Input

▬▬▬▬▬▬▬▬▬▬

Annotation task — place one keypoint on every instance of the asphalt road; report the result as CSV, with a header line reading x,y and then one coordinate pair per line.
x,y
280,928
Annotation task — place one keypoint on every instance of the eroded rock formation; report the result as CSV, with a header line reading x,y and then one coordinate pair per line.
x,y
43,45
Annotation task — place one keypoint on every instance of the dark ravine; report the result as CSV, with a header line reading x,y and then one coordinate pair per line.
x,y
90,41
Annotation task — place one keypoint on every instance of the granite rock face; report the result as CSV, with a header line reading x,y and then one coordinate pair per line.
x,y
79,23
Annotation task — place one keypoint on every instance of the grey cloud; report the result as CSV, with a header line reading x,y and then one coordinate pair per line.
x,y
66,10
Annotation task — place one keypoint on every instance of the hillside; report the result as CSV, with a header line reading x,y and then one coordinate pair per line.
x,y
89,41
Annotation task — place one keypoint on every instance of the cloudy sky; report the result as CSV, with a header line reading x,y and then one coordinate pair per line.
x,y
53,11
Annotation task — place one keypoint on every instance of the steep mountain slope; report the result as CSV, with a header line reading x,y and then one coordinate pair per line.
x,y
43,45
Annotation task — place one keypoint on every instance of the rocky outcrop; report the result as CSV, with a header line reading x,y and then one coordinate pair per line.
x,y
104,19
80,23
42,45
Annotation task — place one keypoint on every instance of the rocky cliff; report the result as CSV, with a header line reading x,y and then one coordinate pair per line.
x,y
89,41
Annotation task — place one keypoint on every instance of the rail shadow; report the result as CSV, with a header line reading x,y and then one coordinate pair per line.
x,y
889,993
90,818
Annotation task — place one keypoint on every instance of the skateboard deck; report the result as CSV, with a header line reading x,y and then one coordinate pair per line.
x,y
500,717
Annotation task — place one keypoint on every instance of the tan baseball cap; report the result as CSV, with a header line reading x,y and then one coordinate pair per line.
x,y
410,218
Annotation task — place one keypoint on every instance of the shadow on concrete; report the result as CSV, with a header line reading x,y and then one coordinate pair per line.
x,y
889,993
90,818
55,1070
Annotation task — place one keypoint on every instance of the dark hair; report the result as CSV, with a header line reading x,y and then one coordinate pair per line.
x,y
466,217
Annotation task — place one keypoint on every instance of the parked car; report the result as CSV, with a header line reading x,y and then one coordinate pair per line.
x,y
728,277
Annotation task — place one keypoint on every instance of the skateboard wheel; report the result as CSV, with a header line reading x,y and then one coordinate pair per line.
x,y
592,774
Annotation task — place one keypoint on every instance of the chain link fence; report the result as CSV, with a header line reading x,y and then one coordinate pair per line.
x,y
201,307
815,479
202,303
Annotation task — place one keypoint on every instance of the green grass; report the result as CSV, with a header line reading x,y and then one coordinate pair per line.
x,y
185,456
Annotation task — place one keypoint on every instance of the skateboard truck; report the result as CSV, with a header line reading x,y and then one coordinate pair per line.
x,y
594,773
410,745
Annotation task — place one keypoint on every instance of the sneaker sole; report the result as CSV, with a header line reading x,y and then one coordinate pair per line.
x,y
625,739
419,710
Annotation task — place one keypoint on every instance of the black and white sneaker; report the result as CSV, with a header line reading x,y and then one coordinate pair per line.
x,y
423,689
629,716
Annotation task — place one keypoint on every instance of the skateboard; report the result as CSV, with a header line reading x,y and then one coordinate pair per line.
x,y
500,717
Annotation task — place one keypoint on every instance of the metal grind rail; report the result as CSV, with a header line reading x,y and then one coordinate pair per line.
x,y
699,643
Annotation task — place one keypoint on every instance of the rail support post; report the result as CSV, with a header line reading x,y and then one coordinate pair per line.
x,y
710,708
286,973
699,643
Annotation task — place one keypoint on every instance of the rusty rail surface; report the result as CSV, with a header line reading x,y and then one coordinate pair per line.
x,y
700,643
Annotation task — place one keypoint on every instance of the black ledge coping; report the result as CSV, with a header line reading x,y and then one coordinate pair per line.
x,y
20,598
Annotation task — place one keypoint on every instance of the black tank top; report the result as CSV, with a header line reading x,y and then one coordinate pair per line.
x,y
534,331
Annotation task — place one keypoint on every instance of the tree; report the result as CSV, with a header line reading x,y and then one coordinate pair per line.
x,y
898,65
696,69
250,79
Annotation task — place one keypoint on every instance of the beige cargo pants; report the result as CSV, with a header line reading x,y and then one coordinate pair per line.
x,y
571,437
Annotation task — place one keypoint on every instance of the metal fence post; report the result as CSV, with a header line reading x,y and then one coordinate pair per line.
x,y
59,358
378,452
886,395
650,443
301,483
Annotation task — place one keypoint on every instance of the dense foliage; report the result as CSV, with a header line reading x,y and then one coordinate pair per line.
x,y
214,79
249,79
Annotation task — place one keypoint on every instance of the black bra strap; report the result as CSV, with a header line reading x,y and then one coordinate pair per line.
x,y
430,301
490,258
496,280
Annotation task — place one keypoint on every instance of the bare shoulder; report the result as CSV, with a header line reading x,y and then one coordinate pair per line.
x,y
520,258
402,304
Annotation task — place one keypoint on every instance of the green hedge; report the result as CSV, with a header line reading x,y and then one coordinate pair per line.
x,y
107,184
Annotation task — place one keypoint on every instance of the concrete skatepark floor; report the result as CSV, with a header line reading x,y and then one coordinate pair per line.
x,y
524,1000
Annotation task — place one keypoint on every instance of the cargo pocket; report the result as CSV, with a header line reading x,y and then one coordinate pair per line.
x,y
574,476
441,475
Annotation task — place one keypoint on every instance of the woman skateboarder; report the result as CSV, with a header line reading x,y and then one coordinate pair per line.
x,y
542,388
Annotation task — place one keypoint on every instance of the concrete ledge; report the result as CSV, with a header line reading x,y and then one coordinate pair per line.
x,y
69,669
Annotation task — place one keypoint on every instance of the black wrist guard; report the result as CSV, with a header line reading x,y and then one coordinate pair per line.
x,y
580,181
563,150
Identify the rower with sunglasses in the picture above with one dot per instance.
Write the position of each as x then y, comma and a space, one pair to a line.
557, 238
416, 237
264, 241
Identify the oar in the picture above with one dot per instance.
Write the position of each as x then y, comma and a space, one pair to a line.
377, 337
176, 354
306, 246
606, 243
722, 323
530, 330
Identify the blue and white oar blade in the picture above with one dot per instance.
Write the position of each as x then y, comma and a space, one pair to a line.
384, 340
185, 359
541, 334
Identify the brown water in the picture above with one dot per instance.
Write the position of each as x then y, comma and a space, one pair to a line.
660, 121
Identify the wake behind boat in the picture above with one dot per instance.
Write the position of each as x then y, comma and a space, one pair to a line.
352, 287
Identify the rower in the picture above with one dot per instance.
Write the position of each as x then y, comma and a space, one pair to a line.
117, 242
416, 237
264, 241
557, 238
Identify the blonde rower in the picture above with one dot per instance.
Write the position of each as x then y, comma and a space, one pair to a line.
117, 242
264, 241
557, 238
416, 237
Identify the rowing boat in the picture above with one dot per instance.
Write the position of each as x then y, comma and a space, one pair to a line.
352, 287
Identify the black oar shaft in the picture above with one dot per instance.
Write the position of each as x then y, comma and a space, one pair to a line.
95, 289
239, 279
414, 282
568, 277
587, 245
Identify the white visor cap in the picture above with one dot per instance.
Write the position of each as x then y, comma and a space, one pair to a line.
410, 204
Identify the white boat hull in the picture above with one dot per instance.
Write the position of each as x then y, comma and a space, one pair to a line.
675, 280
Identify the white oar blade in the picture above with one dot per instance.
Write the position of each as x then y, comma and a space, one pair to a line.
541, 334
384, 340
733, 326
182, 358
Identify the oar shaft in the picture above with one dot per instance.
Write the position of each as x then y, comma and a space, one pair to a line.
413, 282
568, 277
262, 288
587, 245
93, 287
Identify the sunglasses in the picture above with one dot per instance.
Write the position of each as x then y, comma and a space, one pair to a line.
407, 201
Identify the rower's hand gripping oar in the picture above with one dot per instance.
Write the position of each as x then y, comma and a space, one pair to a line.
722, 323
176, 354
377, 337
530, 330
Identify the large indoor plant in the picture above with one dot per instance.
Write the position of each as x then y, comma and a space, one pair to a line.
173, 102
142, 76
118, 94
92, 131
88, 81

▬▬▬▬▬▬▬▬▬▬

What to produce
Write out again, unchanged, the stretch of lines that opens with the line containing "Identify the rower's" and closes with the final line, both ends included.

Answer
Identify the rower's hand gripping oar in the picture above with one dot per instance.
Write the position of each as x then y, comma and a space, one pair to a line.
722, 323
176, 354
377, 337
530, 330
Identify the large indoor plant in the picture above with one dot per instance.
Write the position of each as x then y, comma and a space, one pair to a line.
173, 102
142, 76
118, 94
92, 131
88, 81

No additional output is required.